Filter the material below and copy out every line that contains the string "window". Treat case as significant.
[Start]
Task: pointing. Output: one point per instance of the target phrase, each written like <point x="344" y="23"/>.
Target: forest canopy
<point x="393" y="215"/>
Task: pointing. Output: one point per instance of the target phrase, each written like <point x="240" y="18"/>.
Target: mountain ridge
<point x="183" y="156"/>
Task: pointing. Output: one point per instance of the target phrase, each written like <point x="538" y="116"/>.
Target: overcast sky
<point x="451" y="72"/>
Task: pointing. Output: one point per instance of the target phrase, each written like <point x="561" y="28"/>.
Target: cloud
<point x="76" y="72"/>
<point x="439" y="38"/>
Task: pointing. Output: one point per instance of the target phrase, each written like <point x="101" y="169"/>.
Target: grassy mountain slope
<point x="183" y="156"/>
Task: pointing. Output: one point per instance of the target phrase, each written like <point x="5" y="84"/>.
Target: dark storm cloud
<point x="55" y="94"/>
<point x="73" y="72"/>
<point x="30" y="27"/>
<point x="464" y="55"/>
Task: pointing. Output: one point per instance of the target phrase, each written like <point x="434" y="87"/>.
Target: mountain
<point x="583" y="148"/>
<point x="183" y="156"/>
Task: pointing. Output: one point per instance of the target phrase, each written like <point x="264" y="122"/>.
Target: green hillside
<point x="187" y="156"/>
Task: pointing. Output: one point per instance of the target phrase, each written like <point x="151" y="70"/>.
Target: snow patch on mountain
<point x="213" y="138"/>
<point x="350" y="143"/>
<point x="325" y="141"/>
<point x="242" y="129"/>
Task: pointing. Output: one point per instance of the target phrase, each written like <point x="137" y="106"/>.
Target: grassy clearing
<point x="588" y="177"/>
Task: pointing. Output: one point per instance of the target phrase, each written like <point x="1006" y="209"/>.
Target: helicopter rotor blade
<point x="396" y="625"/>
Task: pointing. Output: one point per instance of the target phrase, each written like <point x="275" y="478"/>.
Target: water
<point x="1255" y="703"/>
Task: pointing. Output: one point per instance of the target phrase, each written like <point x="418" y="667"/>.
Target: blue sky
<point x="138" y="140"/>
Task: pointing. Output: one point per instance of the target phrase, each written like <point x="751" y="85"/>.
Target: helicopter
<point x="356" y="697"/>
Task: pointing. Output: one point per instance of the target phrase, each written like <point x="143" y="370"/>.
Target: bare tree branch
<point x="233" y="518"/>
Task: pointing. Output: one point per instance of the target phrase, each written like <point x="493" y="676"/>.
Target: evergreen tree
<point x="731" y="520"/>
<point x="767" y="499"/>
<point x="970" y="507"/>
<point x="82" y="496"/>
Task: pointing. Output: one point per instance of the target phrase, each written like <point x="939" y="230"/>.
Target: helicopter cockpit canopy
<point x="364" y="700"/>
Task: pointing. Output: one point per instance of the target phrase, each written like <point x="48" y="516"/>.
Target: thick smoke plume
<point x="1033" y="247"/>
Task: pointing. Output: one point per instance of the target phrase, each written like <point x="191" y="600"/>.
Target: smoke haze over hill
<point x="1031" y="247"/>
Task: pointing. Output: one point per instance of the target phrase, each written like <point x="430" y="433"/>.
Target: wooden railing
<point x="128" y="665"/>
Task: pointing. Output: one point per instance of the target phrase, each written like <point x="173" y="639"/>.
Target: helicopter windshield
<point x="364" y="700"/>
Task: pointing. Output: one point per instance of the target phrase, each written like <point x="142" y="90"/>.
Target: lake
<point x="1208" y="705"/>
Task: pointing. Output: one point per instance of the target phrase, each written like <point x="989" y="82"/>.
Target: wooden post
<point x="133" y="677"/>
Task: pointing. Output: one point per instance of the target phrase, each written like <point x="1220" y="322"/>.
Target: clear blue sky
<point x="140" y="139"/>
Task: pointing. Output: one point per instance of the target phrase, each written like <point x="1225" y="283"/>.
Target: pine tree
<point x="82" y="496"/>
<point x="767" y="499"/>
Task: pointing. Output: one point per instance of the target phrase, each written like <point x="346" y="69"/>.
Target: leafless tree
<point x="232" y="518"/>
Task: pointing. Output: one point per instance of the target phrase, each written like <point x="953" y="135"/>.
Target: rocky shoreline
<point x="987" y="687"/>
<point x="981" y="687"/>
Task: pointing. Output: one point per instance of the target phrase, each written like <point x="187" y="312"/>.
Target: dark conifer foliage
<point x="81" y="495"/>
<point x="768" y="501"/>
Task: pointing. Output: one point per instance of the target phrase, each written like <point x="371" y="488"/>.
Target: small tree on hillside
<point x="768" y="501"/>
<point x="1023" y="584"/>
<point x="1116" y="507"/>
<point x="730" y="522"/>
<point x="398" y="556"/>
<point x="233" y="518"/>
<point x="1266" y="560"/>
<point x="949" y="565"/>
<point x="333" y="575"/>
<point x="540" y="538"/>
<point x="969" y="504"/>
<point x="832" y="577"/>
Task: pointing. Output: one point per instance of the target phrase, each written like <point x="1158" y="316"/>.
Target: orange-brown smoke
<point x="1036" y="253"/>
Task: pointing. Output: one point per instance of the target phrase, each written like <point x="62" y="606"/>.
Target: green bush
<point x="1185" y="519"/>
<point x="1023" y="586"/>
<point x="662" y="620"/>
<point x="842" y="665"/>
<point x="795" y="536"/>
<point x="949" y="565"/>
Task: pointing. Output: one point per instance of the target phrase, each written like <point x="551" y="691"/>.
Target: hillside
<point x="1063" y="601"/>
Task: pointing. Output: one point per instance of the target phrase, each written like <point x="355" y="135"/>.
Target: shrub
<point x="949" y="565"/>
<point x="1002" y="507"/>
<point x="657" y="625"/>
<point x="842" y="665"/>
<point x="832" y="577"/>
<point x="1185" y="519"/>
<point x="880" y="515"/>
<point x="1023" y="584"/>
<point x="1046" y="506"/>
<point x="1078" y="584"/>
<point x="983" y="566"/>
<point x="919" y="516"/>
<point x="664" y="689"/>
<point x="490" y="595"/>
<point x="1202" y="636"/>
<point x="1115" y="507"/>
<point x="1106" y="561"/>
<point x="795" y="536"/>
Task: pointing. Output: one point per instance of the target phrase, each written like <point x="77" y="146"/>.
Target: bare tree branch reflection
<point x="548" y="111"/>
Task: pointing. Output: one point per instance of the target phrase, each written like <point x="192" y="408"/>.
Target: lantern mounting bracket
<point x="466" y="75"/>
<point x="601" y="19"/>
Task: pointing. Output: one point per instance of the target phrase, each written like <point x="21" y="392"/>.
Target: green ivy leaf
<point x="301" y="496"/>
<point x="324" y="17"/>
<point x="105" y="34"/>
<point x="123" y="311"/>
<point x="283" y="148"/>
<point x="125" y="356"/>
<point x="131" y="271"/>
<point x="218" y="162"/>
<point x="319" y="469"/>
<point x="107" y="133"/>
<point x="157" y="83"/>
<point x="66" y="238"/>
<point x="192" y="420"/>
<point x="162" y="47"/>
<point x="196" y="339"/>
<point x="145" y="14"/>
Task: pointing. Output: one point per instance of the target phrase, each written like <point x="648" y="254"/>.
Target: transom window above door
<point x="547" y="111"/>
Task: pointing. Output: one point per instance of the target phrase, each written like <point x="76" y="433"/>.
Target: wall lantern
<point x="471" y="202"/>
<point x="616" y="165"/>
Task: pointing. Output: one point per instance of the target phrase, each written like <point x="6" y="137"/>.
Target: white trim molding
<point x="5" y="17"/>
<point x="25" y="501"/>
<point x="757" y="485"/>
[End]
[Start]
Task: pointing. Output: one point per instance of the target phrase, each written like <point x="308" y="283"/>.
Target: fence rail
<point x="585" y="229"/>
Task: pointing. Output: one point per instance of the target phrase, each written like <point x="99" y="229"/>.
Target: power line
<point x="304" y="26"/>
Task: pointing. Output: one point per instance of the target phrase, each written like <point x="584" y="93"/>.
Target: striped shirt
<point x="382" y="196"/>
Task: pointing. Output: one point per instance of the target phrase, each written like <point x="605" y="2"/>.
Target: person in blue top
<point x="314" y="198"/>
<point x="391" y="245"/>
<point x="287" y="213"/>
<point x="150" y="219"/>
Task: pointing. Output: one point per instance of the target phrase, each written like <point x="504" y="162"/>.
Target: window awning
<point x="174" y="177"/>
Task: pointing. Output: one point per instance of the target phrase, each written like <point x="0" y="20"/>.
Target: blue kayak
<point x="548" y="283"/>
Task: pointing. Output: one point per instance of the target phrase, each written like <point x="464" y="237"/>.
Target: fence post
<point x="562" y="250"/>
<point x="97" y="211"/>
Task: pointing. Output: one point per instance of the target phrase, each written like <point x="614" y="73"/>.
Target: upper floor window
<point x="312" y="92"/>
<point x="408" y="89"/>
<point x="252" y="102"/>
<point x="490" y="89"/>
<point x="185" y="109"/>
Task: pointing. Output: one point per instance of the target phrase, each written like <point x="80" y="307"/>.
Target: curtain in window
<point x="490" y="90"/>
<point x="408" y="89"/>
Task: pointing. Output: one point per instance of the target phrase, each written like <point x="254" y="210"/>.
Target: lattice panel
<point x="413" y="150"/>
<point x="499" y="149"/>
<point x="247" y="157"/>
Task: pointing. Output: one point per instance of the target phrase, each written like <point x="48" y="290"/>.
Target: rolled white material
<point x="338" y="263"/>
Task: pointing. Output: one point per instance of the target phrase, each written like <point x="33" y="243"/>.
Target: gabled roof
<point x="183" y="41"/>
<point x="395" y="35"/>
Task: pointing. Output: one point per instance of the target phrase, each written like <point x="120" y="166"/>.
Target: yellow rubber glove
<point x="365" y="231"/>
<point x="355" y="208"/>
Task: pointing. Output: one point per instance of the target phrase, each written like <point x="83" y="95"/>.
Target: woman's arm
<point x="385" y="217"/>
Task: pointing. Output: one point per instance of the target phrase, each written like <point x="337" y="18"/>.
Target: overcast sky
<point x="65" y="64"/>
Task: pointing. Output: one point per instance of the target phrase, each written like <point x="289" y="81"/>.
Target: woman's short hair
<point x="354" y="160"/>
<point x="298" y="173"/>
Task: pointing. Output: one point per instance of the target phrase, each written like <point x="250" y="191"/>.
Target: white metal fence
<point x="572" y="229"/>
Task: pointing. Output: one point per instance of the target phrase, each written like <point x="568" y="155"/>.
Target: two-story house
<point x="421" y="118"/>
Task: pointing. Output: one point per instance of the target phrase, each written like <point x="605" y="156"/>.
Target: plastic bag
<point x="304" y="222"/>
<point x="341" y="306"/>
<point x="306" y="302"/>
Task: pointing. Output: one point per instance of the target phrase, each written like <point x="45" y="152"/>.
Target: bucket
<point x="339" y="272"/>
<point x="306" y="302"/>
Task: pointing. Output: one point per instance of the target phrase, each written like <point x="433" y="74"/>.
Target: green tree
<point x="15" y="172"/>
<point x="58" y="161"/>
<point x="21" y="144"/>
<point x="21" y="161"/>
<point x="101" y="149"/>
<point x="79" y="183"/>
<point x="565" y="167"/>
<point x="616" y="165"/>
[End]
[Start]
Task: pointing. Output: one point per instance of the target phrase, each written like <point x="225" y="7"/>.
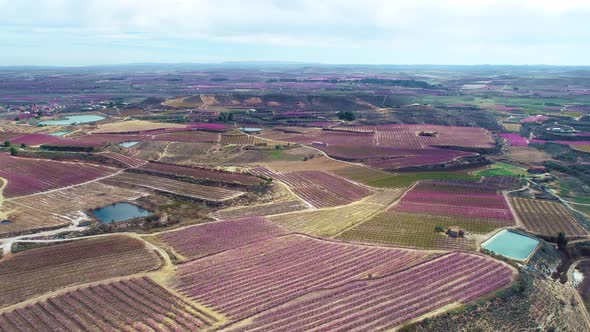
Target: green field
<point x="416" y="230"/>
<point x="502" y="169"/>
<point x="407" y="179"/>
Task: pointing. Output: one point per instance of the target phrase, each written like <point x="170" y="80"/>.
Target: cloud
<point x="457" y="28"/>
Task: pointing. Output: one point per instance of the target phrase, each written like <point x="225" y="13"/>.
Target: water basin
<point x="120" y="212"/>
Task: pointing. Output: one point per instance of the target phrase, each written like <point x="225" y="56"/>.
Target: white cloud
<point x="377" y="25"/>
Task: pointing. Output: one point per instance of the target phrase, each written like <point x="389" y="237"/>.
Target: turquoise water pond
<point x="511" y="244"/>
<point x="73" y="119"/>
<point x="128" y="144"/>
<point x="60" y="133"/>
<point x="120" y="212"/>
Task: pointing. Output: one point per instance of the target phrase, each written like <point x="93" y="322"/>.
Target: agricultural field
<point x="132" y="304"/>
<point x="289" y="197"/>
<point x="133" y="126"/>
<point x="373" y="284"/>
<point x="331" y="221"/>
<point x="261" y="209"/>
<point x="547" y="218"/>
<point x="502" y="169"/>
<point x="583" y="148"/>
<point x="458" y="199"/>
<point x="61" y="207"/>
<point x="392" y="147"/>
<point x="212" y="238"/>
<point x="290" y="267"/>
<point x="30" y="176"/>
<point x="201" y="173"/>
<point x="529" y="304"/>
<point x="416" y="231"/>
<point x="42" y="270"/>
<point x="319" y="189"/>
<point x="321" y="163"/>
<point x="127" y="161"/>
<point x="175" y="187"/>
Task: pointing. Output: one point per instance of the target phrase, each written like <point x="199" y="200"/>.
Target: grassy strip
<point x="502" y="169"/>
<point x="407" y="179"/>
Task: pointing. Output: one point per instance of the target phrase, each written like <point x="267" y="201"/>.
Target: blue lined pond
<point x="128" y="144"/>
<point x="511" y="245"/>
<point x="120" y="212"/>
[End]
SOLUTION:
Target: transom window above door
Target: window awning
Target: upper floor window
Target: curtain in window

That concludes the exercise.